[Excerpt to read]:

★ ★ ★

We used an environment variable to configure the application. Environment variables are passed into the container and can be used by the application to change its behaviour. In this case we are using the TRUST_PROXY environment variable from the container documentation. This will cause etherpad to trust Google when it says that the application is being hosted over HTTPS.

Create a database instance

Although your etherpad image has been deployed, it is not yet fully functional. The default pad text suggests this:

Warning: DirtyDB is used. This is fine for testing but not recommended for production. -- To suppress these warning messages change suppressErrorsInPadText to true in your settings.json

DirtyDB is a simple filesystem-based database. What is going on behind the scenes is that when the first request for your application comes in, Cloud Run finds a machine to run it on, deploys the container and starts directing traffic to the container. If traffic increases, more containers are deployed and if traffic decreases, fewer containers are deployed. If there is no traffic, Cloud Run will remove all the containers.

★ ★ ★

[Exercise objective]: Reproduce the passage of the etherpad deployment excerpt between "We used an environment" and "hosted over HTTPS.", inclusive.

[Provided material]:
★ ★ ★

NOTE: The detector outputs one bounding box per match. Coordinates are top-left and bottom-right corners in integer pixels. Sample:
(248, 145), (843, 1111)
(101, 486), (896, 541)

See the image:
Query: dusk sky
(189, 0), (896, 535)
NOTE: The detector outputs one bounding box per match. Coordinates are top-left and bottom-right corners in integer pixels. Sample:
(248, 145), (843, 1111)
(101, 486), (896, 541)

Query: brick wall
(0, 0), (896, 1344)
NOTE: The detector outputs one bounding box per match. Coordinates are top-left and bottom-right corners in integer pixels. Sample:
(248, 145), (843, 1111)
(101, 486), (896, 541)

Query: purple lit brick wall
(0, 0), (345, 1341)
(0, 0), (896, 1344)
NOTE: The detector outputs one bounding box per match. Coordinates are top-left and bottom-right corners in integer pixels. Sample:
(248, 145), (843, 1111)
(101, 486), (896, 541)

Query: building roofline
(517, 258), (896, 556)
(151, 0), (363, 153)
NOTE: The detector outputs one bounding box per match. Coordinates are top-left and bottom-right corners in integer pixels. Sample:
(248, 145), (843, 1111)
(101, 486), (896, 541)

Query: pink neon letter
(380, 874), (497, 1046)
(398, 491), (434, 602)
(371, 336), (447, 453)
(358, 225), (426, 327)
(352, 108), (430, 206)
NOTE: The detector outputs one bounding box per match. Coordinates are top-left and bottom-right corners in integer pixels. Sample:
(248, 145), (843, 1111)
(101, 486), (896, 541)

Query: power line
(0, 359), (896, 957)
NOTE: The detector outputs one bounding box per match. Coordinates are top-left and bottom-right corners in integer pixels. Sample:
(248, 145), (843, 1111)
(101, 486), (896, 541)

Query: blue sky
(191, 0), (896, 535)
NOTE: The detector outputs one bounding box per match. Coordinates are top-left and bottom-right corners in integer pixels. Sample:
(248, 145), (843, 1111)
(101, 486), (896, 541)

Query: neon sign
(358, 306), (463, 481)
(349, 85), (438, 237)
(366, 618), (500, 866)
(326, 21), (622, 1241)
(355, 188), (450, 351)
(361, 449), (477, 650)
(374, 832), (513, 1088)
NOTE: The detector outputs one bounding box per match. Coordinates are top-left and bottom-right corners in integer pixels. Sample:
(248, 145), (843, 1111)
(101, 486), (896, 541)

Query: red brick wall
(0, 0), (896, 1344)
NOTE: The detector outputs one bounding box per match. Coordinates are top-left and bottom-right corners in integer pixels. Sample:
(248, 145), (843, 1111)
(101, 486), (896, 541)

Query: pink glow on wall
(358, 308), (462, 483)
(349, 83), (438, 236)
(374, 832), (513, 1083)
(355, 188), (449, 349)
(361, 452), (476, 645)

★ ★ ★

[Problem solution]:
We used an environment variable to configure the application. Environment variables are passed into the container and can be used by the application to change its behaviour. In this case we are using the TRUST_PROXY environment variable from the container documentation. This will cause etherpad to trust Google when it says that the application is being hosted over HTTPS.